> What this task involves: Please list every line of the records below that contains the word "door", treating case as significant.

[Photo box annotations]
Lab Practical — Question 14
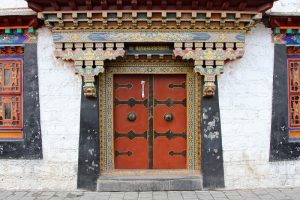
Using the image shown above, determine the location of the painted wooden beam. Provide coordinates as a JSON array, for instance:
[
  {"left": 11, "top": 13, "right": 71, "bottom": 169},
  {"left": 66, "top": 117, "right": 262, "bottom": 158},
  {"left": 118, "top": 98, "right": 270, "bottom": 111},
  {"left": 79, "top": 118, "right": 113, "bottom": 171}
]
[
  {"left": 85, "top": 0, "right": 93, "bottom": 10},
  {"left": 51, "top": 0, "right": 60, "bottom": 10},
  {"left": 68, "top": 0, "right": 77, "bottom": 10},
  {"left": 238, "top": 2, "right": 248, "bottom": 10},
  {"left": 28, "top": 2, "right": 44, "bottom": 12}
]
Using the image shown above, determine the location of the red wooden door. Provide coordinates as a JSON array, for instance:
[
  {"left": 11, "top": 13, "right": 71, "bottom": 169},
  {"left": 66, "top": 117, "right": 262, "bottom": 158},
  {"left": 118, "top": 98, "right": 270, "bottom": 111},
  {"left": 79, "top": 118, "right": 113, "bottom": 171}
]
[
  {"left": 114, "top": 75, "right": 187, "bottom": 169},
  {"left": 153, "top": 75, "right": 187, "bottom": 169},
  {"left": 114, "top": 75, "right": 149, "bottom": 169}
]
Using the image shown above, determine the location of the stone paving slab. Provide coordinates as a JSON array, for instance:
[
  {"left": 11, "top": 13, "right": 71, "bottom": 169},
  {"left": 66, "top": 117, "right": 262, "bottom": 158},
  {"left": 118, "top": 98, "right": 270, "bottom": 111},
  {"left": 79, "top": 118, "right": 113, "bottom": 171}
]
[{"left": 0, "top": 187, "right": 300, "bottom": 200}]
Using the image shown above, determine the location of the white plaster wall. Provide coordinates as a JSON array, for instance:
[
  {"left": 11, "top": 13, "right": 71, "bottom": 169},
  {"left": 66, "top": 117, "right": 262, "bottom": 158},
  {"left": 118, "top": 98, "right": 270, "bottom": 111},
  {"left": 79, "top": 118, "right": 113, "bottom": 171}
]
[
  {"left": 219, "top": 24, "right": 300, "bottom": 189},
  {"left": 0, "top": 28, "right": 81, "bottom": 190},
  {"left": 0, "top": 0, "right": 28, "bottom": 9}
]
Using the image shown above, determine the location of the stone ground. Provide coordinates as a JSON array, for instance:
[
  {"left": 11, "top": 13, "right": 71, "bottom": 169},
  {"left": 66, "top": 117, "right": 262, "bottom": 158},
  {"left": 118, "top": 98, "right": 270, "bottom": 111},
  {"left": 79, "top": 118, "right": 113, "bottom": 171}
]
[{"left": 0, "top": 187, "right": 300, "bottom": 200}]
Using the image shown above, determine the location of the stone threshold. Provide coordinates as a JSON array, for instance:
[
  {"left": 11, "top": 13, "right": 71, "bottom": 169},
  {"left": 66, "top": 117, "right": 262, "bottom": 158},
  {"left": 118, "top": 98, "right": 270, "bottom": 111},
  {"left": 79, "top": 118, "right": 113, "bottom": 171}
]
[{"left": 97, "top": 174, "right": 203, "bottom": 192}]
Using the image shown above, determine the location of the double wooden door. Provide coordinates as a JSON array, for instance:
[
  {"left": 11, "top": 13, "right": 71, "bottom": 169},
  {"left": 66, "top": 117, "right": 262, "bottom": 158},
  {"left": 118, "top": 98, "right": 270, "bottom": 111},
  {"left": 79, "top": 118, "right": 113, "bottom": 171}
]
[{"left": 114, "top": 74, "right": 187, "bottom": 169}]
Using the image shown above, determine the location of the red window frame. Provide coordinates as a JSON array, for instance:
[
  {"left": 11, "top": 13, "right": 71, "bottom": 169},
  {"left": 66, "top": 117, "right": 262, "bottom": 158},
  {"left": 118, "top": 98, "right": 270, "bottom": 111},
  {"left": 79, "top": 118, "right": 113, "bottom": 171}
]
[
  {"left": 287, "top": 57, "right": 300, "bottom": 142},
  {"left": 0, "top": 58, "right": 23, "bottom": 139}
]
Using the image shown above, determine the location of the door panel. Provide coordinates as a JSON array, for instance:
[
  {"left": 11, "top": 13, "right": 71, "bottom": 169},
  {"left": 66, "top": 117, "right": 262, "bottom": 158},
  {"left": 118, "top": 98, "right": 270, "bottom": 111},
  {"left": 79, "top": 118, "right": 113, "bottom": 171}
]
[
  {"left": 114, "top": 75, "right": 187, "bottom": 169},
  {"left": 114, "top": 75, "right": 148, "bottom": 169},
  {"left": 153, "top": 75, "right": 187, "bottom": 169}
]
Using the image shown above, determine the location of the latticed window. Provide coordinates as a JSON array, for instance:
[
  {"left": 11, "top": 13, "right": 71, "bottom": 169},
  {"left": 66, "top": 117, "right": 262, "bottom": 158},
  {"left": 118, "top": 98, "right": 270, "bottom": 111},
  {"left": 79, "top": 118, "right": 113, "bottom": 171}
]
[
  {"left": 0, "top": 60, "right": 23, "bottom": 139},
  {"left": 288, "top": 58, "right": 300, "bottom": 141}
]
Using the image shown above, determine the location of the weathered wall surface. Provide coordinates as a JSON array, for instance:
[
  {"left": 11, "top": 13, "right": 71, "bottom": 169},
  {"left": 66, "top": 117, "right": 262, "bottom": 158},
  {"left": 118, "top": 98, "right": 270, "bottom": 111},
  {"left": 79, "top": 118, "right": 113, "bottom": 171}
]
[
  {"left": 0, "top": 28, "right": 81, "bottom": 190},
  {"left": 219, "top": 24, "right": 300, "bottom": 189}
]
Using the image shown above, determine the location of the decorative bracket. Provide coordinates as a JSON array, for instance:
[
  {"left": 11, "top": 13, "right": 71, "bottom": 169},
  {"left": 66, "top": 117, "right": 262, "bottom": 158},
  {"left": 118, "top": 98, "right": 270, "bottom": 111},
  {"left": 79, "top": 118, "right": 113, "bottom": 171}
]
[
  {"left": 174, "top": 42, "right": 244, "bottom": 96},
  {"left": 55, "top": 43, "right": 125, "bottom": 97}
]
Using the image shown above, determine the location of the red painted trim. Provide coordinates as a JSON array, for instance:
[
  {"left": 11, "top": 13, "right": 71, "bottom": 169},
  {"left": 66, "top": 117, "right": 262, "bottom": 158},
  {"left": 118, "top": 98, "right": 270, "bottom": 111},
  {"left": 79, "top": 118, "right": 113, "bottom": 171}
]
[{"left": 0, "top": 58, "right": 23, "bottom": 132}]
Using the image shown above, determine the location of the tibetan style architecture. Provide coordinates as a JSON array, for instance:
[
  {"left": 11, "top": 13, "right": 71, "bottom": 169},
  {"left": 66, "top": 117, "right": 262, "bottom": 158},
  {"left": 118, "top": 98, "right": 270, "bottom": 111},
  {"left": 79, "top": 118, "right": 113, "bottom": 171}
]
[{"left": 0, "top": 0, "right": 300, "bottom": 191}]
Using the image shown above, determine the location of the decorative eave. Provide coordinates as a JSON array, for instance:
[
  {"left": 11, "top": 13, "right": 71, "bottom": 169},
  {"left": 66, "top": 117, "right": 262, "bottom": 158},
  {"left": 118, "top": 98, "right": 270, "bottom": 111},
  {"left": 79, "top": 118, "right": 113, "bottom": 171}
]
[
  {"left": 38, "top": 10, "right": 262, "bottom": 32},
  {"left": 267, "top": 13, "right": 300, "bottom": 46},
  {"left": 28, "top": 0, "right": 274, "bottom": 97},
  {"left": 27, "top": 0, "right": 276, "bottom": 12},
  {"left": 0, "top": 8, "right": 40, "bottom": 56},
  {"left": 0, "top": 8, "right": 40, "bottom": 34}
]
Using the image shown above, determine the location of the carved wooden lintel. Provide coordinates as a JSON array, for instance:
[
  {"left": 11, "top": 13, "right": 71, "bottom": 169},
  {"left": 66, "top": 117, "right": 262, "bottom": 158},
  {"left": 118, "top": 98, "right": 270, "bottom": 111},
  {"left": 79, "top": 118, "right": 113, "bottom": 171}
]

> Complete output:
Using the image shown above, determine the location of the red wooden door. Provide coordinates as a JSON array, for instance:
Using the image shown above, determine the location of the double wooden door. Provide coordinates as a JSON array, for instance:
Using the image shown above, determine the location of the door panel. Provide coordinates as a JSON array, for instance:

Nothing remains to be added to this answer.